• **Record list**
▶

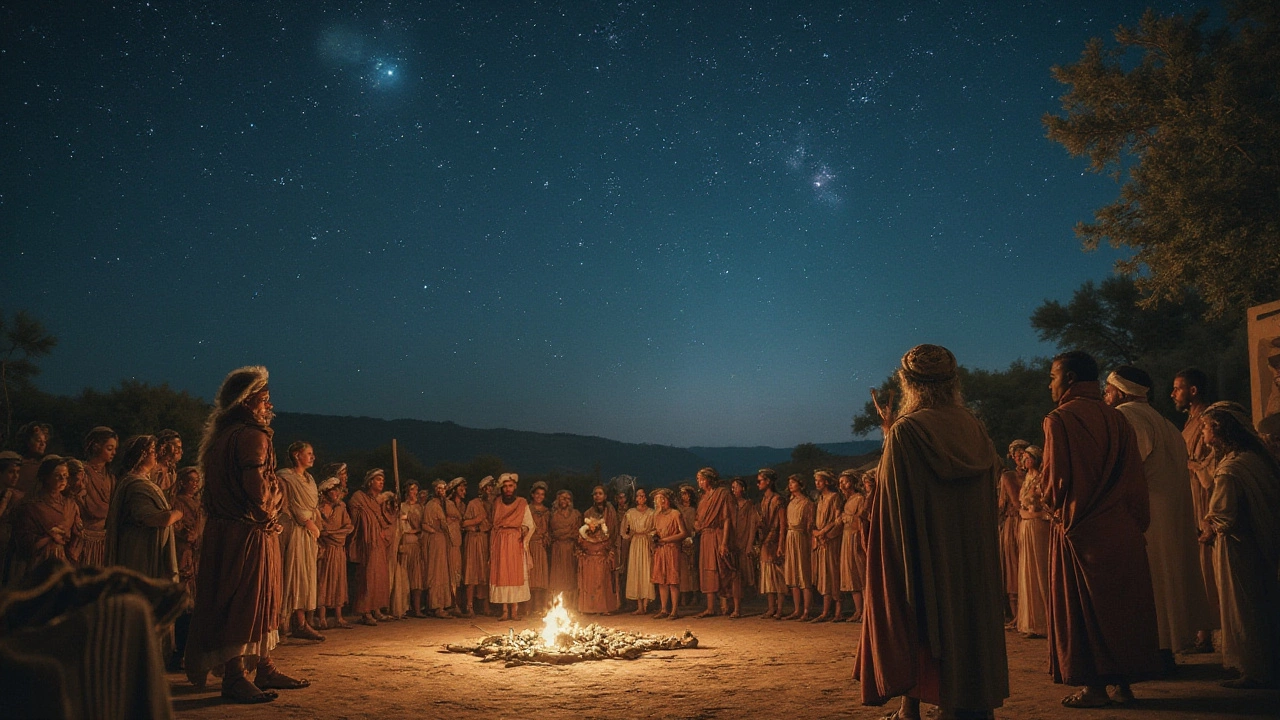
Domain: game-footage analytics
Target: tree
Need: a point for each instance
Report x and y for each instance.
(1189, 119)
(1010, 402)
(1109, 322)
(21, 341)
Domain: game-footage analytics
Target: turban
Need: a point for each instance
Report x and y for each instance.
(241, 383)
(928, 364)
(1270, 425)
(1237, 411)
(1130, 381)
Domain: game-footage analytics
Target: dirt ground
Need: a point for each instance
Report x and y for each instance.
(744, 668)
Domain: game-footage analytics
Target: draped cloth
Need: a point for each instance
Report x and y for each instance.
(453, 520)
(1244, 514)
(689, 580)
(563, 564)
(1173, 548)
(597, 580)
(713, 523)
(1033, 556)
(332, 565)
(539, 546)
(773, 528)
(666, 559)
(853, 551)
(33, 522)
(1202, 464)
(638, 528)
(932, 620)
(129, 541)
(297, 547)
(369, 550)
(475, 547)
(508, 551)
(240, 583)
(826, 547)
(745, 527)
(95, 501)
(798, 551)
(1102, 610)
(83, 643)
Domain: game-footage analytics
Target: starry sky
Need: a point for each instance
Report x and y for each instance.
(681, 223)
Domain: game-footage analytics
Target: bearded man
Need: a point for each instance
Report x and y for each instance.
(508, 548)
(168, 455)
(1191, 395)
(238, 589)
(1182, 607)
(714, 525)
(1101, 607)
(932, 627)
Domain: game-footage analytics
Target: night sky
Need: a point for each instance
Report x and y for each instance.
(675, 223)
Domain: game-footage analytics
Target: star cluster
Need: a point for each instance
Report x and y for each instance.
(681, 223)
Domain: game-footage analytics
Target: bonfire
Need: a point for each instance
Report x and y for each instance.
(563, 642)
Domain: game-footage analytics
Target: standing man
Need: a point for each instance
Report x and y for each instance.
(1101, 609)
(168, 455)
(238, 589)
(508, 550)
(713, 525)
(773, 531)
(1010, 519)
(476, 523)
(1191, 395)
(932, 627)
(827, 531)
(1182, 607)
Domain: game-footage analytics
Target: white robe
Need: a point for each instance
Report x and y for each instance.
(638, 528)
(1173, 550)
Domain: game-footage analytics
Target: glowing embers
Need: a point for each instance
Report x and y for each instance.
(556, 624)
(562, 642)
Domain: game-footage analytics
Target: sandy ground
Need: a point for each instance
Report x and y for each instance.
(744, 668)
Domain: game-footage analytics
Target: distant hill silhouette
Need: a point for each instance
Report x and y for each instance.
(748, 460)
(530, 452)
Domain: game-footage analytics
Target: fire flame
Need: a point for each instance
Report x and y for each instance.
(556, 621)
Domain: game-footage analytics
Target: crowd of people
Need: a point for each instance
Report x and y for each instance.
(1123, 540)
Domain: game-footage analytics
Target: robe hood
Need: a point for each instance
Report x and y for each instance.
(955, 445)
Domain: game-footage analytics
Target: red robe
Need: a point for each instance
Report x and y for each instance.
(240, 584)
(368, 546)
(714, 519)
(1101, 606)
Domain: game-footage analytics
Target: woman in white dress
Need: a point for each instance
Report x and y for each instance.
(638, 528)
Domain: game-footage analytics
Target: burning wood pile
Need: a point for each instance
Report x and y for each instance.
(563, 642)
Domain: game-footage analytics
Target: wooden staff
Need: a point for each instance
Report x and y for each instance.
(396, 468)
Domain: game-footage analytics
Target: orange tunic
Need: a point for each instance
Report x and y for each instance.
(539, 570)
(714, 520)
(240, 586)
(563, 534)
(671, 529)
(1102, 609)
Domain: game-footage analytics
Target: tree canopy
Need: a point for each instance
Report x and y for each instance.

◀

• **Task instructions**
Count the lines in the listing above that contain the word "white". Give only the number.

• **Written answer**
2